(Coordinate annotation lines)
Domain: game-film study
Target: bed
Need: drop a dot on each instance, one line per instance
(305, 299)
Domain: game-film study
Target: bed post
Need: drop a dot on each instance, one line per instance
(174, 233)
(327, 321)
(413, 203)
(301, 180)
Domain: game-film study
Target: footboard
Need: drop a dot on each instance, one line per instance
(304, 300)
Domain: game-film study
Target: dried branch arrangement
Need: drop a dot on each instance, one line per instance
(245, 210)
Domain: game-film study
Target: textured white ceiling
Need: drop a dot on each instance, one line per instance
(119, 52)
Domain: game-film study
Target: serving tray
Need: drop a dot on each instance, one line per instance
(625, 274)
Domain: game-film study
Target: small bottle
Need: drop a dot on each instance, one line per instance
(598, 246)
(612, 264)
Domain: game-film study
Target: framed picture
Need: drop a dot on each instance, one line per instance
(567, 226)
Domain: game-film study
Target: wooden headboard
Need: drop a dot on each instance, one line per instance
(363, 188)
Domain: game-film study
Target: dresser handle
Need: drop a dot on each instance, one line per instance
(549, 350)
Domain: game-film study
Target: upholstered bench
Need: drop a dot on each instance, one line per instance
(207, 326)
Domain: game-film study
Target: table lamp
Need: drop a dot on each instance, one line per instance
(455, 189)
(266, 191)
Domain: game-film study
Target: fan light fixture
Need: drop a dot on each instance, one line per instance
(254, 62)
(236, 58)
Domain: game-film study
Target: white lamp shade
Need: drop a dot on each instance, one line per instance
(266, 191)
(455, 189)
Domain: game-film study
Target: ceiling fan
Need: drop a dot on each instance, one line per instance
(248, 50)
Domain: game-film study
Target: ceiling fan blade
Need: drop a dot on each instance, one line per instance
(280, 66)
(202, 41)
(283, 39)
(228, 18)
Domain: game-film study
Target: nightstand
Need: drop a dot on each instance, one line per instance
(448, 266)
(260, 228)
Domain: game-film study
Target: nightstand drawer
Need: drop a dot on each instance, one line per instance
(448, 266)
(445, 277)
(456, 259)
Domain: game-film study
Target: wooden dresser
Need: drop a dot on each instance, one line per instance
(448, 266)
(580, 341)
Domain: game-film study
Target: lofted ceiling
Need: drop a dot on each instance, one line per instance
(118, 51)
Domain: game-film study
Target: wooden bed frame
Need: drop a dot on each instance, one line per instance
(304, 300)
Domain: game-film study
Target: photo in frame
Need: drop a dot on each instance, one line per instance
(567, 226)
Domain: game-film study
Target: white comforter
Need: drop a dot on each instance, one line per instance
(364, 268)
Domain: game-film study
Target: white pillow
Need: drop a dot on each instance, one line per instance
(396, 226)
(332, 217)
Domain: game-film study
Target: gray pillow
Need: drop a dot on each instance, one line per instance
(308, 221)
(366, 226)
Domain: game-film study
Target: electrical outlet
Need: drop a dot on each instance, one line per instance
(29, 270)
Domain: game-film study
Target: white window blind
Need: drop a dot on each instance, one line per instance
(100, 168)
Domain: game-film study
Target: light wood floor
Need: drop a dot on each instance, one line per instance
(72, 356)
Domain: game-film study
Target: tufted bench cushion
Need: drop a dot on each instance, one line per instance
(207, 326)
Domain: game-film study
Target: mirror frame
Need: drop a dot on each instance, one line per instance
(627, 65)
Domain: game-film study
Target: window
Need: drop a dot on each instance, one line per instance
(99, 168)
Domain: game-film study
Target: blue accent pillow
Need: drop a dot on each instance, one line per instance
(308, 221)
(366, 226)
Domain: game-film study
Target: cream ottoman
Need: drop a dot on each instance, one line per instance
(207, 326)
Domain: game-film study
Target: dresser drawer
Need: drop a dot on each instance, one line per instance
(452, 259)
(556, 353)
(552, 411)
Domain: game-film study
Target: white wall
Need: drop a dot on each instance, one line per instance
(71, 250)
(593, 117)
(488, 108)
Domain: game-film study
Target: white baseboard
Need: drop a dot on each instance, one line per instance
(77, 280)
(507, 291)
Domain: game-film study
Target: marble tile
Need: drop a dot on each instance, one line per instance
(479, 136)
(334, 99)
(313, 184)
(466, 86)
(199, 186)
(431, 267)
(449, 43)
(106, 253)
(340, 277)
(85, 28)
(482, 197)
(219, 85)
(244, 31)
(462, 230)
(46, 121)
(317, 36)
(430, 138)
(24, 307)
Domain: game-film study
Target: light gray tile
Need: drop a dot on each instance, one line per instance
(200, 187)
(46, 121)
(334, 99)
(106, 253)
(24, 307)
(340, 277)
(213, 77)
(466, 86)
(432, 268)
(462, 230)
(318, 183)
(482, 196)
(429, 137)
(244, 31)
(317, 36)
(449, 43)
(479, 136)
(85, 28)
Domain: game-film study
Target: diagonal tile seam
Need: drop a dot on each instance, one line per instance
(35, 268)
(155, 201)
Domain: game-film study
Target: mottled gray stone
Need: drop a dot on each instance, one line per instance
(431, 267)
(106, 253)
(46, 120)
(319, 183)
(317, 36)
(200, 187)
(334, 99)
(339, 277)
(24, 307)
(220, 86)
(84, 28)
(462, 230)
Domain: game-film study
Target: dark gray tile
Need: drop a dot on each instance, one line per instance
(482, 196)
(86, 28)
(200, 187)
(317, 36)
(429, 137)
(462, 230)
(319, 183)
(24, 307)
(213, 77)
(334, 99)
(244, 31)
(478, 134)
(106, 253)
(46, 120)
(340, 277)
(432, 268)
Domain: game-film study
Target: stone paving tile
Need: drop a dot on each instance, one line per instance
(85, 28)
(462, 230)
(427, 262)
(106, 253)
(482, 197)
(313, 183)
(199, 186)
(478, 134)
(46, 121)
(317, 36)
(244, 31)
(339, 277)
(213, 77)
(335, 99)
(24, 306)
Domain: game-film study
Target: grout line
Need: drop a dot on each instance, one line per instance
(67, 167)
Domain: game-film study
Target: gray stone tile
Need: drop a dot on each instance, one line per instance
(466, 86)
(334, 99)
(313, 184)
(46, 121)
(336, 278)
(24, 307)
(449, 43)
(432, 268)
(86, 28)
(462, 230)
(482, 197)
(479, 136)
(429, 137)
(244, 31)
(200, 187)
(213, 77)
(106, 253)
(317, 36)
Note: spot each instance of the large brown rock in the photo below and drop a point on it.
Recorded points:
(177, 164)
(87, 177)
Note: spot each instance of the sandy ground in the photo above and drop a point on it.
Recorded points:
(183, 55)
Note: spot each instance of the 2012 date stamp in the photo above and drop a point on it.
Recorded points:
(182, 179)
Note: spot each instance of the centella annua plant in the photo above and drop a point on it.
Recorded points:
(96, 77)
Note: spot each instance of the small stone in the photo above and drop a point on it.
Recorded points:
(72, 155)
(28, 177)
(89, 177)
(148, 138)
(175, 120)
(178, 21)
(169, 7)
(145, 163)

TASK DIRECTIONS: Rewrite all of these lines as a JSON list of strings, with one string per line and blank lines omitted.

SOLUTION:
[
  "Domain: game-film study",
  "Target: bed",
  "Need: drop a dot on each instance, one line per instance",
  "(305, 299)",
  "Domain: game-film study",
  "Target: bed post",
  "Need: drop a dot on each instance, one line per instance",
  "(174, 233)",
  "(327, 321)",
  "(413, 203)",
  "(301, 180)",
  "Domain: game-film study",
  "Target: footboard",
  "Need: drop a dot on each instance, one line per instance",
  "(304, 300)",
  "Domain: game-film study",
  "Target: dried branch arrangement",
  "Need: drop a dot on each instance, one line per instance",
  "(245, 210)",
  "Domain: game-film study",
  "Target: textured white ceiling",
  "Need: drop a dot on each instance, one line per instance",
  "(119, 52)",
  "Domain: game-film study",
  "Target: serving tray",
  "Need: drop a dot on each instance, one line per instance",
  "(625, 274)",
  "Domain: game-film study",
  "Target: small bottle",
  "Need: drop a dot on each instance, one line per instance",
  "(598, 246)",
  "(612, 264)",
  "Domain: game-film study",
  "Target: framed picture",
  "Need: drop a dot on each instance, one line per instance",
  "(567, 226)",
  "Domain: game-film study",
  "Target: wooden headboard",
  "Need: drop a dot on each instance, one line per instance",
  "(363, 188)",
  "Domain: game-film study",
  "Target: dresser handle",
  "Need: drop a dot on each instance, one line per instance",
  "(549, 350)",
  "Domain: game-film study",
  "Target: upholstered bench",
  "Need: drop a dot on each instance, one line per instance",
  "(207, 326)",
  "Domain: game-film study",
  "Target: table lamp",
  "Need: drop a dot on each instance, one line per instance",
  "(455, 189)",
  "(266, 191)",
  "Domain: game-film study",
  "Target: fan light fixture",
  "Need: drop a dot on each instance, one line per instance",
  "(254, 62)",
  "(236, 58)",
  "Domain: game-film study",
  "Target: white lamp shade",
  "Need: drop a dot on each instance, one line per instance",
  "(266, 191)",
  "(455, 189)",
  "Domain: game-film study",
  "Target: ceiling fan",
  "Need: drop a dot on each instance, one line per instance",
  "(248, 50)",
  "Domain: game-film study",
  "Target: ceiling fan blade",
  "Need: drop a dot on each instance, one line per instance",
  "(280, 66)",
  "(202, 41)",
  "(283, 39)",
  "(228, 18)",
  "Domain: game-film study",
  "Target: nightstand",
  "Need: drop a dot on each instance, one line per instance",
  "(448, 266)",
  "(260, 228)",
  "Domain: game-film study",
  "Target: nightstand drawer",
  "Need: drop a dot on each instance, one line per instance",
  "(448, 266)",
  "(445, 277)",
  "(456, 259)",
  "Domain: game-film study",
  "Target: wooden dresser",
  "Need: drop a dot on each instance, one line per instance",
  "(448, 266)",
  "(580, 341)",
  "Domain: game-film study",
  "Target: lofted ceiling",
  "Need: drop a dot on each instance, one line per instance",
  "(118, 51)",
  "Domain: game-film study",
  "Target: wooden bed frame",
  "Need: drop a dot on each instance, one line per instance",
  "(304, 300)",
  "Domain: game-film study",
  "Target: photo in frame",
  "Need: drop a dot on each instance, one line per instance",
  "(567, 226)",
  "Domain: game-film study",
  "Target: white comforter",
  "Need: drop a dot on each instance, one line per instance",
  "(364, 268)",
  "Domain: game-film study",
  "Target: white pillow",
  "Need: drop a dot on each instance, one line per instance",
  "(396, 226)",
  "(332, 217)",
  "Domain: game-film study",
  "Target: gray pillow",
  "Need: drop a dot on each instance, one line per instance",
  "(308, 221)",
  "(366, 226)",
  "Domain: game-film study",
  "Target: electrical outlet",
  "Need: drop a dot on each instance, one line per instance",
  "(29, 270)",
  "Domain: game-film study",
  "Target: white window blind",
  "Need: drop a dot on each instance, one line per instance",
  "(100, 168)",
  "Domain: game-film study",
  "Target: light wood floor",
  "Need: drop a dot on each instance, one line per instance",
  "(72, 356)",
  "Domain: game-film study",
  "Target: tufted bench cushion",
  "Need: drop a dot on each instance, one line per instance",
  "(207, 326)",
  "Domain: game-film study",
  "Target: mirror frame",
  "Need: drop a dot on each instance, one line per instance",
  "(627, 65)",
  "Domain: game-film study",
  "Target: window",
  "Need: drop a dot on each instance, one line per instance",
  "(99, 168)",
  "Domain: game-film study",
  "Target: blue accent pillow",
  "Need: drop a dot on each instance, one line per instance",
  "(308, 221)",
  "(366, 226)",
  "Domain: game-film study",
  "Target: cream ottoman",
  "Need: drop a dot on each instance, one line per instance",
  "(207, 326)",
  "Domain: game-film study",
  "Target: dresser drawer",
  "Need: drop a dot on each instance, one line per instance",
  "(452, 259)",
  "(556, 353)",
  "(552, 411)",
  "Domain: game-film study",
  "Target: white wall",
  "Need: drop a dot on each instance, one line per instance",
  "(71, 250)",
  "(593, 117)",
  "(488, 108)",
  "Domain: game-film study",
  "Target: white baseboard",
  "Need: drop a dot on each instance, one line per instance",
  "(77, 280)",
  "(507, 291)",
  "Domain: game-film study",
  "Target: marble tile",
  "Need: drop a dot on each instance, one line per instance",
  "(479, 136)",
  "(334, 99)",
  "(313, 184)",
  "(466, 86)",
  "(199, 186)",
  "(431, 267)",
  "(449, 43)",
  "(106, 253)",
  "(340, 277)",
  "(85, 28)",
  "(482, 197)",
  "(219, 85)",
  "(244, 31)",
  "(462, 230)",
  "(46, 121)",
  "(317, 36)",
  "(430, 138)",
  "(24, 307)",
  "Domain: game-film study",
  "Target: light gray tile",
  "Need: drop a dot on each instance, one line per instance",
  "(200, 187)",
  "(46, 121)",
  "(334, 99)",
  "(106, 253)",
  "(24, 307)",
  "(340, 277)",
  "(213, 77)",
  "(466, 86)",
  "(432, 268)",
  "(462, 230)",
  "(318, 183)",
  "(482, 196)",
  "(429, 137)",
  "(244, 31)",
  "(317, 36)",
  "(449, 43)",
  "(479, 136)",
  "(85, 28)",
  "Domain: game-film study",
  "Target: diagonal tile seam",
  "Need: drop a dot on each instance, one line per instance",
  "(35, 268)",
  "(155, 201)",
  "Domain: game-film study",
  "Target: mottled gray stone",
  "Need: drop a dot on each instance, one line per instance",
  "(431, 267)",
  "(106, 253)",
  "(46, 120)",
  "(319, 183)",
  "(317, 36)",
  "(200, 187)",
  "(334, 99)",
  "(339, 277)",
  "(24, 307)",
  "(220, 86)",
  "(84, 28)",
  "(462, 230)",
  "Domain: game-film study",
  "Target: dark gray tile",
  "Need: drop a dot on each instance, one line per instance",
  "(482, 196)",
  "(86, 28)",
  "(200, 187)",
  "(317, 36)",
  "(429, 137)",
  "(462, 230)",
  "(319, 183)",
  "(24, 307)",
  "(213, 77)",
  "(334, 99)",
  "(244, 31)",
  "(478, 134)",
  "(106, 253)",
  "(46, 120)",
  "(340, 277)",
  "(432, 268)",
  "Domain: game-film study",
  "Target: stone paving tile",
  "Need: drop a dot on each instance, one line per instance",
  "(85, 28)",
  "(462, 230)",
  "(427, 262)",
  "(106, 253)",
  "(482, 197)",
  "(313, 183)",
  "(199, 186)",
  "(478, 134)",
  "(46, 121)",
  "(317, 36)",
  "(244, 31)",
  "(339, 277)",
  "(213, 77)",
  "(335, 99)",
  "(24, 306)",
  "Domain: game-film study",
  "Target: grout line",
  "Need: drop a dot on each instance, one line per instance",
  "(67, 167)",
  "Domain: game-film study",
  "Target: gray stone tile",
  "Need: drop a dot on each instance, one line per instance",
  "(466, 86)",
  "(334, 99)",
  "(313, 184)",
  "(46, 121)",
  "(336, 278)",
  "(24, 307)",
  "(449, 43)",
  "(432, 268)",
  "(86, 28)",
  "(462, 230)",
  "(482, 197)",
  "(479, 136)",
  "(429, 137)",
  "(244, 31)",
  "(200, 187)",
  "(213, 77)",
  "(106, 253)",
  "(317, 36)",
  "Note: spot each instance of the large brown rock in the photo below and drop a point on it.",
  "Recorded points:",
  "(177, 164)",
  "(87, 177)",
  "Note: spot each instance of the sandy ground in the photo above and drop a point on it.",
  "Recorded points:",
  "(183, 55)",
  "Note: spot each instance of the 2012 date stamp in the photo above and drop a point on it.",
  "Recorded points:",
  "(182, 179)",
  "Note: spot each instance of the centella annua plant in the photo above and drop a point on it.",
  "Recorded points:",
  "(96, 77)",
  "Note: spot each instance of the small stone in the photo above and drop a point on it.",
  "Recorded points:",
  "(72, 155)",
  "(28, 177)",
  "(89, 177)",
  "(148, 138)",
  "(175, 120)",
  "(178, 21)",
  "(169, 7)",
  "(145, 163)"
]